[Text for analysis]:
★ ★ ★ ★ ★ ★ ★

If you’ve decided to care for your parent in your own home, you’ve taken on a very noble, loving, but also very involved task. Doubtless, you love your parents a great deal, but that alone doesn’t arm you with the knowledge and experience to care for an elderly person in your home. Undertaking this process will require you to gain new skills and manage new considerations if the experience is meant to be a positive one. Read on for some advice if you’re considering moving your parent or parents under your roof to care for them more effectively.
You’re bound to have more new duties, expectations, and trials during this time than you anticipated. Not only will you be contending with learning a new lifestyle, odds are you have some pretty strong emotions regarding everything that’s going on in your life. Cultivating a group of friends or even acquaintances that are either going through the same thing or have at least experienced will be invaluable when you feel frustrated or confused about your new living situation.

★ ★ ★ ★ ★ ★ ★

[Your assignment]:
Decide whether each statement below agrees with the text on caring for a parent at home, answering yes or no and quoting the words of the text that decide it. 1. Loving your parents is enough to prepare you to care for an elderly person at home. 2. Caregivers should expect more new duties than they anticipated. 3. Friends or acquaintances who are going through the same thing are described as invaluable.

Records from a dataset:
★ ★ ★ ★ ★ ★ ★

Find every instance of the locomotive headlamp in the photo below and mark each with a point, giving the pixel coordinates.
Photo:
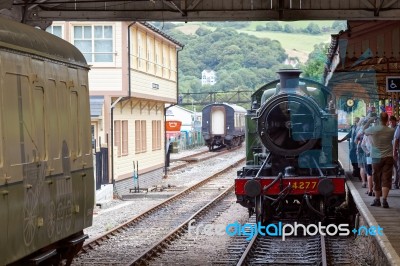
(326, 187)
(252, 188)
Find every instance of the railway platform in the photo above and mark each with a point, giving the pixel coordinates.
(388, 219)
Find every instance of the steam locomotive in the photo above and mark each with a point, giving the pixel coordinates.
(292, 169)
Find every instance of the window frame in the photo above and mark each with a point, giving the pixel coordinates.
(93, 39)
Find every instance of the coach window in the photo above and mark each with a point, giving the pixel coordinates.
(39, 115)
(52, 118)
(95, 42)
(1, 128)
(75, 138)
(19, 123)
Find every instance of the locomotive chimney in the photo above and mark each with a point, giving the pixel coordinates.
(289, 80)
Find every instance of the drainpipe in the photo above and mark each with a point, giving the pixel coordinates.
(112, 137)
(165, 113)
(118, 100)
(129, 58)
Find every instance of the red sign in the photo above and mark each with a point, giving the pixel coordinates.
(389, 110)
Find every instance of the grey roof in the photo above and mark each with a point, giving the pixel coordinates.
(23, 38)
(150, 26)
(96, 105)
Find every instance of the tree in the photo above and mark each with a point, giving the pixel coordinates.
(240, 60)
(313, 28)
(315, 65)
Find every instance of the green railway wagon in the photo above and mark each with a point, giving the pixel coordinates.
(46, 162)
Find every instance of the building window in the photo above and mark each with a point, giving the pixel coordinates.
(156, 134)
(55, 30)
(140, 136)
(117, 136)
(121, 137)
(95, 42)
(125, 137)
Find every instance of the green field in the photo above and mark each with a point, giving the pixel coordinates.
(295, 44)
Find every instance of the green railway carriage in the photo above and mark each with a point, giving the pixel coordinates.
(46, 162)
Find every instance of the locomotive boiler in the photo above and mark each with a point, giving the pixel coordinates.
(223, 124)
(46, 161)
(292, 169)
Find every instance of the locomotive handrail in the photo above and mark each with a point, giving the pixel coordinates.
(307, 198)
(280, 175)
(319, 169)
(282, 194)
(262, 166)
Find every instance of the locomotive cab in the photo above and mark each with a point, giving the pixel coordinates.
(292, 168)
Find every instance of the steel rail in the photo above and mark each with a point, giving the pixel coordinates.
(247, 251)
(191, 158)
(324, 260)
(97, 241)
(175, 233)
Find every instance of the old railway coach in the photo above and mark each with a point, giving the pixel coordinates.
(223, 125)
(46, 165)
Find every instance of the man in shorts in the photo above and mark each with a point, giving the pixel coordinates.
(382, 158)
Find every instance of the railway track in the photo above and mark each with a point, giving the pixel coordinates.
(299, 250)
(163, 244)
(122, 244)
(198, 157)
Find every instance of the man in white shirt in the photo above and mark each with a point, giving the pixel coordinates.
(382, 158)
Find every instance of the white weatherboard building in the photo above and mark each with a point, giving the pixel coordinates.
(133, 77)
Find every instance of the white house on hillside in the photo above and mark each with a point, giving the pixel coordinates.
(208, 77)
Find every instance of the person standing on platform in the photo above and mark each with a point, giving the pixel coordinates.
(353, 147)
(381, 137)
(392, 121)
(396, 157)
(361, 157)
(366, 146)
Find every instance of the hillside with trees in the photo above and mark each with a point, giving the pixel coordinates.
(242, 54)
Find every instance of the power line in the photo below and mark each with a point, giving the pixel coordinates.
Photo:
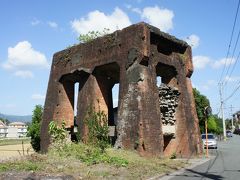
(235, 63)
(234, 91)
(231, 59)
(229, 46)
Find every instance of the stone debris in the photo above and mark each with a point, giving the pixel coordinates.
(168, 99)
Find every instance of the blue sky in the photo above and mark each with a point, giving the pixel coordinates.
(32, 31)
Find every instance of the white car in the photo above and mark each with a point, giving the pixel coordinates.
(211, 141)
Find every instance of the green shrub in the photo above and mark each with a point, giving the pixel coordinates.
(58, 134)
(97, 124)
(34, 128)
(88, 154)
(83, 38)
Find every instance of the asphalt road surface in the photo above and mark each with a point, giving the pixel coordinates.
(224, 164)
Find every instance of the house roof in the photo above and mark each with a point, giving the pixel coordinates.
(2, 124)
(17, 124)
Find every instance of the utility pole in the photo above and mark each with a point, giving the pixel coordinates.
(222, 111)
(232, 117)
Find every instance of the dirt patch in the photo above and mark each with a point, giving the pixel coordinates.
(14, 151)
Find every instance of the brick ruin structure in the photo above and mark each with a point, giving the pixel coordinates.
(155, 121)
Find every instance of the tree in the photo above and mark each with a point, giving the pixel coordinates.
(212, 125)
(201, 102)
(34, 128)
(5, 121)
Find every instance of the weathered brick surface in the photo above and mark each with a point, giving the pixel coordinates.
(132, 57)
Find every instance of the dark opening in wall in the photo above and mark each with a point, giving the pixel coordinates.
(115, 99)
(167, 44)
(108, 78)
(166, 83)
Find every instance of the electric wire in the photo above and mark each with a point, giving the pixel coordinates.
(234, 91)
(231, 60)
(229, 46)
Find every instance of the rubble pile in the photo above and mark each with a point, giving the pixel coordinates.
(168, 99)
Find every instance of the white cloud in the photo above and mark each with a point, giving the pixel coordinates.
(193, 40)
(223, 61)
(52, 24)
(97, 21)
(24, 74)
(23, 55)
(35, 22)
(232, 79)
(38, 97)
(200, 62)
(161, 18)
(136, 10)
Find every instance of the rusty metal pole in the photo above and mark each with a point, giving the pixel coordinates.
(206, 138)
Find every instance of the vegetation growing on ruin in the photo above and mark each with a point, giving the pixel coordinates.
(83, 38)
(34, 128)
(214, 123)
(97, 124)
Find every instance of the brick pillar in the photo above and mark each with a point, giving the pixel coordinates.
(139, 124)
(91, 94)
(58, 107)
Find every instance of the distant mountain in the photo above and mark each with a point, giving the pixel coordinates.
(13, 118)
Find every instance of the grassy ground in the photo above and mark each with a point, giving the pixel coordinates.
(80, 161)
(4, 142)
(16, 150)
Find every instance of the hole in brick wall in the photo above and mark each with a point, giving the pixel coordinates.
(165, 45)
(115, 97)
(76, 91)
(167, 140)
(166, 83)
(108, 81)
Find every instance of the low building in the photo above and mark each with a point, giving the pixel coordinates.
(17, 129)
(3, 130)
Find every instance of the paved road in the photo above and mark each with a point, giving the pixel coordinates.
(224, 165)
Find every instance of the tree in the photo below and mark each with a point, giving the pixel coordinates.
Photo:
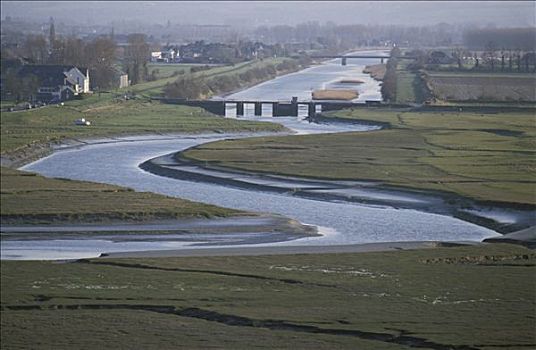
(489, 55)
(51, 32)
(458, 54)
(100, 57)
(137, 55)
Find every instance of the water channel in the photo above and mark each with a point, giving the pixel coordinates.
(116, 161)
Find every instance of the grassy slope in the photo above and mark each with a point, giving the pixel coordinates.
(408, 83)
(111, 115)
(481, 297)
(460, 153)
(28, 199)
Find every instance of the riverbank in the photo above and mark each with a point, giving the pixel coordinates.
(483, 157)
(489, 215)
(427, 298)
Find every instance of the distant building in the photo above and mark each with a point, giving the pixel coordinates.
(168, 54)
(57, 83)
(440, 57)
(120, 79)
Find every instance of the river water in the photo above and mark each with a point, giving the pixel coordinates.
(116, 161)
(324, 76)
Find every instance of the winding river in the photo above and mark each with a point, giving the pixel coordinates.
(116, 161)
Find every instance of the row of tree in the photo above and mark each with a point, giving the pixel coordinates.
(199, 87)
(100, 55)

★ ★ ★ ★ ★ ★ ★

[Solution]:
1. No: "that alone doesn’t arm you with the knowledge and experience to care for an elderly person in your home"
2. Yes: "You’re bound to have more new duties, expectations, and trials during this time than you anticipated."
3. Yes: "Cultivating a group of friends or even acquaintances that are either going through the same thing or have at least experienced will be invaluable"